Zitierter Textabschnitt:
------------------------------------

Fasten Birken Menue

Text Kristel Vilbaste
Fotos Arne Ader
Übersetzung ins Englische: Liis
Übersetzung vom Englischen ins Deutsche: Brit
 
Amsel
 
Am Donnerstag, 20. März, war Frühlingsanfang. Für uns hier in Tartu mit einer 10 Zentimeter dicken Schneedecke und schneidenden minus 5 Grad Kälte, nach dem angenehmen Frühlingswetter von letzter Woche spielte das Wetter verrückt.
 
Doch unabhängig vom Schnee, gibt es kein Zurück mehr zu der Jahreszeit und das Frühjahr kann beginnen.

------------------------------------

Bereitgestellte Angaben:

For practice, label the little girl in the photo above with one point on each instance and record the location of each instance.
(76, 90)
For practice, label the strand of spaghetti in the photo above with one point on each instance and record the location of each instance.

------------------------------------

Kurze Aufgabe 1: Geben Sie aus dem Text über den Frühlingsanfang in Tartu den Teil wortgetreu aus, der mit den Worten „Fasten Birken Menue“ beginnt und mit „Frühjahr kann beginnen.“ endet.
Kurze Aufgabe 2: Wie dick war nach dem Text über den Frühlingsanfang die Schneedecke in Tartu?
Kurze Aufgabe 3: Führen Sie den Text über den Frühlingsanfang in Tartu im Anschluss an seinen letzten Satz weiter.

Lösung der Aufgabe 1:
Fasten Birken Menue

Text Kristel Vilbaste
Fotos Arne Ader
Übersetzung ins Englische: Liis
Übersetzung vom Englischen ins Deutsche: Brit
 
Amsel
 
Am Donnerstag, 20. März, war Frühlingsanfang. Für uns hier in Tartu mit einer 10 Zentimeter dicken Schneedecke und schneidenden minus 5 Grad Kälte, nach dem angenehmen Frühlingswetter von letzter Woche spielte das Wetter verrückt.
 
Doch unabhängig vom Schnee, gibt es kein Zurück mehr zu der Jahreszeit und das Frühjahr kann beginnen.

Lösung der Aufgabe 2: 10 Zentimeter.

Lösung der Aufgabe 3:
 Mit dem Hintergrund von Schnee waren die Amseln der größte Blickfang, mit ihrem schwarzen Federkleid und den leuchtend gelben Schnäbeln. Und die ärgerlich-höhnischen Rufe, als ich heraustrat und sie von ihrem Futterplatz, der vom Schnee befreit ist, vertrieb. Die Amseln kann man wirklich als wühlende Miniatur Wildschweine bezeichnen. Mit Flügeln, Beinen und Schnabel befreien sie den Boden geschickt von dickem Schnee, picken unter den Blättern hunderte von Schneckenhäusern heraus. In ihrem Aktionsgebiet gibt es viel Schneckenhaus-Abfälle, aber auch für andere Vögel – Rotkehlchen, Zaunkönige – die den umgegrabenen Boden als Garten des Paradieses empfinden.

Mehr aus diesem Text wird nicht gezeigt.